THE PROBLEM: Output the lines of the records below without any changes, starting at the line that contains "Wanted = one point per instance on the shrub" and ending after the line that contains "x=713, y=449".

(Part of a data file)
»»
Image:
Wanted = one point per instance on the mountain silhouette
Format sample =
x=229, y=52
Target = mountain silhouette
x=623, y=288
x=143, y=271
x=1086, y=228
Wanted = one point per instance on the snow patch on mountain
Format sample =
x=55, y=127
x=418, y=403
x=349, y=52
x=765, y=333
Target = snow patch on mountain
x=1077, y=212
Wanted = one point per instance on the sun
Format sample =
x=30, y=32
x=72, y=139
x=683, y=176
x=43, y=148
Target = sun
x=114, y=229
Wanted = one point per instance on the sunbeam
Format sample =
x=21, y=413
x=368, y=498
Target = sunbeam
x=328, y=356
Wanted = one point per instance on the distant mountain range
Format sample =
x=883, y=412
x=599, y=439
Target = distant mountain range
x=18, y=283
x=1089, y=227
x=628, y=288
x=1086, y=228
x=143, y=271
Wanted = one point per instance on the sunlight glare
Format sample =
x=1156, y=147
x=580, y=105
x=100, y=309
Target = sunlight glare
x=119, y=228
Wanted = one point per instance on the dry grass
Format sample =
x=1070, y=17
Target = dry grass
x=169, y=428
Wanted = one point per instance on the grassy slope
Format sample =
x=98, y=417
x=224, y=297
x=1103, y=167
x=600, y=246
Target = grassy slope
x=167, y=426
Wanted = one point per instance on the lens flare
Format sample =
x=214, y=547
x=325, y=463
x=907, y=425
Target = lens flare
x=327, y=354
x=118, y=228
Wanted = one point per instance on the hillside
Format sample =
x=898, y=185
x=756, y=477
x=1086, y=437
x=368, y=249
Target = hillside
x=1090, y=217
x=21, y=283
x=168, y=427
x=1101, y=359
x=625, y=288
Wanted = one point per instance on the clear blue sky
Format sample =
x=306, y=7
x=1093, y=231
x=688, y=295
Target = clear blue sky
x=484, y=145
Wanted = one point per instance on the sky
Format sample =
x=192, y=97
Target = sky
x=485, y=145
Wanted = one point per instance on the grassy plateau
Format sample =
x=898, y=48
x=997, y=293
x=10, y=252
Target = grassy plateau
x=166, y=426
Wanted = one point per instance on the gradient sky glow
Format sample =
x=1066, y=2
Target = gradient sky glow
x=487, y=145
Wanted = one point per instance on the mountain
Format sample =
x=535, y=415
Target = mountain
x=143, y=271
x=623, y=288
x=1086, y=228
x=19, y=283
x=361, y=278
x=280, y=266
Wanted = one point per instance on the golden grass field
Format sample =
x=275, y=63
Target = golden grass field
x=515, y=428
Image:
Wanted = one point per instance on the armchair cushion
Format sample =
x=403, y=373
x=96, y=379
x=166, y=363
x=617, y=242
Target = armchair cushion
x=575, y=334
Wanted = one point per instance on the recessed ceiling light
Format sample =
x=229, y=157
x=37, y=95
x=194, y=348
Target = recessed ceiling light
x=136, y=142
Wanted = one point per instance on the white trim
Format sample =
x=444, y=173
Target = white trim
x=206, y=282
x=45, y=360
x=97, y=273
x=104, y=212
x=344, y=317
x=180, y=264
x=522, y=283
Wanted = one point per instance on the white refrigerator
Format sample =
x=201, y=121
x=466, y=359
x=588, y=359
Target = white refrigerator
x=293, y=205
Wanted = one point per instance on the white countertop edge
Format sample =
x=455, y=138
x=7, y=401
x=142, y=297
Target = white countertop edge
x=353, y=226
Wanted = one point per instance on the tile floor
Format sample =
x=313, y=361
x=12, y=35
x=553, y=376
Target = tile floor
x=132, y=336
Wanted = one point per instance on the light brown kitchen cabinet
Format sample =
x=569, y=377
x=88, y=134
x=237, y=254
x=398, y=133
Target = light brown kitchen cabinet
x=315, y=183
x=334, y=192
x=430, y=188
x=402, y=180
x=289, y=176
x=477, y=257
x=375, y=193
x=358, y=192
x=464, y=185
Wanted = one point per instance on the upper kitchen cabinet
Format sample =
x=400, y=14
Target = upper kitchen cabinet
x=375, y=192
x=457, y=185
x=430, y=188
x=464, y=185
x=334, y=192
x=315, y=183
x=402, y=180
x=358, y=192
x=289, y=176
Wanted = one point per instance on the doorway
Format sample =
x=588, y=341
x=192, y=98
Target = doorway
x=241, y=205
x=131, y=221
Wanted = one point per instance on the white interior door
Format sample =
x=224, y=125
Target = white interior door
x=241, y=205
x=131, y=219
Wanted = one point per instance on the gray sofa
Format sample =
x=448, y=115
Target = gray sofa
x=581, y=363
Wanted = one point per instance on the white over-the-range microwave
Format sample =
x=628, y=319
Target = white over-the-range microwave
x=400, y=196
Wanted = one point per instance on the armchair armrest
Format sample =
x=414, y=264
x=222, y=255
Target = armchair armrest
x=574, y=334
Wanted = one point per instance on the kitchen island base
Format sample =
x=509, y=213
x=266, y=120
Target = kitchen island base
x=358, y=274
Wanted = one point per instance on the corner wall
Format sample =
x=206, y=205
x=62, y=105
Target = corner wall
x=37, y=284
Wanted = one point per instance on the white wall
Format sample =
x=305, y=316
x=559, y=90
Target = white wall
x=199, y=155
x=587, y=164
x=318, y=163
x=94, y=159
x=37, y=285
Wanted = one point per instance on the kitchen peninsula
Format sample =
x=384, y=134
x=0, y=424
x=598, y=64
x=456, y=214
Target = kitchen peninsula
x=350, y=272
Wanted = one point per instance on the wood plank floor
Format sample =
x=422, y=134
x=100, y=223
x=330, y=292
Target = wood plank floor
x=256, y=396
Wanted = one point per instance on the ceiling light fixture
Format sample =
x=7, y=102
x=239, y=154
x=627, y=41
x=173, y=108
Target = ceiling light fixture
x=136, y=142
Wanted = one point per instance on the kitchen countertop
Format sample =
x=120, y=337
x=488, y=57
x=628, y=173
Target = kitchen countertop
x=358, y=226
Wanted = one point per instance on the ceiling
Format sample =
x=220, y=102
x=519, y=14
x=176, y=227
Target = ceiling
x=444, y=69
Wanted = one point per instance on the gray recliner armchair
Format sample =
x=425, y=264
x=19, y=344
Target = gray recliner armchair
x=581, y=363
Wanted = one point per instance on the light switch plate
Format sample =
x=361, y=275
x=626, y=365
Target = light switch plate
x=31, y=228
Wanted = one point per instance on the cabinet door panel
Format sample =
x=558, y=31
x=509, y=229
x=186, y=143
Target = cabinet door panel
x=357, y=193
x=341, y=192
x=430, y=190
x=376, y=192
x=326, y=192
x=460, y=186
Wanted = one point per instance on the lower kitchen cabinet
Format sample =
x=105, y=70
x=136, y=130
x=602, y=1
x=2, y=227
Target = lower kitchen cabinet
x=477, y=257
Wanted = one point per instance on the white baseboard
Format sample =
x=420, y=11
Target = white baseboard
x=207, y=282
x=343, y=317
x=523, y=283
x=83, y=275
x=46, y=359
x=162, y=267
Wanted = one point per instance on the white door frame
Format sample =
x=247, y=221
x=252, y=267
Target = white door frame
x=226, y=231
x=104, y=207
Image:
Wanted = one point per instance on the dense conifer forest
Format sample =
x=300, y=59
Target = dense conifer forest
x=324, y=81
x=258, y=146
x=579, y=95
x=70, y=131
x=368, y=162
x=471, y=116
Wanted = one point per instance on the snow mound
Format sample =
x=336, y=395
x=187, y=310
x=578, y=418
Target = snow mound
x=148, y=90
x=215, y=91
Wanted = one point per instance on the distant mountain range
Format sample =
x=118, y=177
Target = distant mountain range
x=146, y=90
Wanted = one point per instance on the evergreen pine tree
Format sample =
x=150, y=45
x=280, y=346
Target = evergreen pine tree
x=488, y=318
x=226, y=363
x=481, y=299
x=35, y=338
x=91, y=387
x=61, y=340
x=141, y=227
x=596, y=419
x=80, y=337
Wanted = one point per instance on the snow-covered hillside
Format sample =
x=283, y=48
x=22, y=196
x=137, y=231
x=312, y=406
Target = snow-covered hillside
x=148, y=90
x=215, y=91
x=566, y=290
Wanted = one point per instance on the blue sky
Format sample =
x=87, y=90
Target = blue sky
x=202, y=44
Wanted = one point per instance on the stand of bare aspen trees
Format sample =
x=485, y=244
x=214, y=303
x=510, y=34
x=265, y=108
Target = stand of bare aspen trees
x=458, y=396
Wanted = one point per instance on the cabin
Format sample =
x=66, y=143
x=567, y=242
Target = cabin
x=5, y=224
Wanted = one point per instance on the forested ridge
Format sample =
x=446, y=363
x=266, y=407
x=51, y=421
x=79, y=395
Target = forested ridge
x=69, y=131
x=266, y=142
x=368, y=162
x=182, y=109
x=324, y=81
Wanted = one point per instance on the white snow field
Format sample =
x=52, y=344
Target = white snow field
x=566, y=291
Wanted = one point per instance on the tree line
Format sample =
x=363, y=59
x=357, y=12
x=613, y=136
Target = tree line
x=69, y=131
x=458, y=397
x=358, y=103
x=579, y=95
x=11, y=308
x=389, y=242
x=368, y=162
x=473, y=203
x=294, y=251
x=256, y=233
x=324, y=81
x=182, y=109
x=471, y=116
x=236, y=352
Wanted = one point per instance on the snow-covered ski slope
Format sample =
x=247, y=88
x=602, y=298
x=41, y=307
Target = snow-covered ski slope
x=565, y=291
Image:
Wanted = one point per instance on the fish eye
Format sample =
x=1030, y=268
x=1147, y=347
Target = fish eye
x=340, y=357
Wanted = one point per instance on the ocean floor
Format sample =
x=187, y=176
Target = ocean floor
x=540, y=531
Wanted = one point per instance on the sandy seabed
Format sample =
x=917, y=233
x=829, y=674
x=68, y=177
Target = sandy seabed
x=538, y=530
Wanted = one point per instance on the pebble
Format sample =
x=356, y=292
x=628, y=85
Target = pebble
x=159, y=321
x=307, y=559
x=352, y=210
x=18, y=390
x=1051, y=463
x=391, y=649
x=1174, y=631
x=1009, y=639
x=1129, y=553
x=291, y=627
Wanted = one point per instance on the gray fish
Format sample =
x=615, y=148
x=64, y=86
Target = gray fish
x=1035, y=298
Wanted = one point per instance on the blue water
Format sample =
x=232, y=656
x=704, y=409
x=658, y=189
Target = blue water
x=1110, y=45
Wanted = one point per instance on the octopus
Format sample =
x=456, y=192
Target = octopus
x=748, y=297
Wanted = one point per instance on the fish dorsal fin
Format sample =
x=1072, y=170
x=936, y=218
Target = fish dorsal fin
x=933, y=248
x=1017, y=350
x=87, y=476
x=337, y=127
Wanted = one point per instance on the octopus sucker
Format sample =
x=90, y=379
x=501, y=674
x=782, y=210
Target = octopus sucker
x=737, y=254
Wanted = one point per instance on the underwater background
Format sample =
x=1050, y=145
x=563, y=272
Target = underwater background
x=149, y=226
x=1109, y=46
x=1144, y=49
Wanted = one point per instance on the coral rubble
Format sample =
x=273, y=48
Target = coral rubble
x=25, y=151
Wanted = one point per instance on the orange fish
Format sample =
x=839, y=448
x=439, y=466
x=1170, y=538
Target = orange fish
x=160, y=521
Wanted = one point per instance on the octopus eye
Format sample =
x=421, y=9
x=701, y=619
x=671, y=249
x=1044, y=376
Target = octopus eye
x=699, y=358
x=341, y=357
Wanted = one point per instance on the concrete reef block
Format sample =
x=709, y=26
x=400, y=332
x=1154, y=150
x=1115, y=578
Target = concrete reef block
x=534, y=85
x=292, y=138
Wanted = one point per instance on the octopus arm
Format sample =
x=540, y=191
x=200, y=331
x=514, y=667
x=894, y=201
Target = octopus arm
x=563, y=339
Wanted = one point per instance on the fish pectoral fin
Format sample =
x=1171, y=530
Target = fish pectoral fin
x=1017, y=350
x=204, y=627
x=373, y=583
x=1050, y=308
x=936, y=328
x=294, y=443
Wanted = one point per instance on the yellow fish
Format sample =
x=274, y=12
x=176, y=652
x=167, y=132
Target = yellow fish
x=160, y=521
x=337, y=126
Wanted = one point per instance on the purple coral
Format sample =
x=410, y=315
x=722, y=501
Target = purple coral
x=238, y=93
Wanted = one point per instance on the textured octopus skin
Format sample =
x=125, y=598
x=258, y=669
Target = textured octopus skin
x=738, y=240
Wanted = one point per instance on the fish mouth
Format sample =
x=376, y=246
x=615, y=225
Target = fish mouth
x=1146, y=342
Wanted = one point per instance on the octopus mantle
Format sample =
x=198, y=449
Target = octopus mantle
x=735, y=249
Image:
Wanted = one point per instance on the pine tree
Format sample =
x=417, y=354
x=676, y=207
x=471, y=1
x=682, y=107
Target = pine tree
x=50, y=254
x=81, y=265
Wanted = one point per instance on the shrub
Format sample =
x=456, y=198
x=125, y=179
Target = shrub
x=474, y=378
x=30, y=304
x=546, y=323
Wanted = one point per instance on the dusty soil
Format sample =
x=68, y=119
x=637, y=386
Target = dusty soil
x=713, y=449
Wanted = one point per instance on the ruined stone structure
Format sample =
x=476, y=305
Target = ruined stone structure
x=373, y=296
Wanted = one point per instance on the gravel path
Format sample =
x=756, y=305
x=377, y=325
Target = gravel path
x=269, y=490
««
ANSWER TO THIS PROBLEM:
Wanted = one point per instance on the shrub
Format sample =
x=456, y=198
x=125, y=179
Target = shrub
x=474, y=378
x=30, y=304
x=546, y=323
Wanted = one point per instance on the dusty soil
Format sample =
x=68, y=119
x=637, y=386
Target = dusty soil
x=713, y=449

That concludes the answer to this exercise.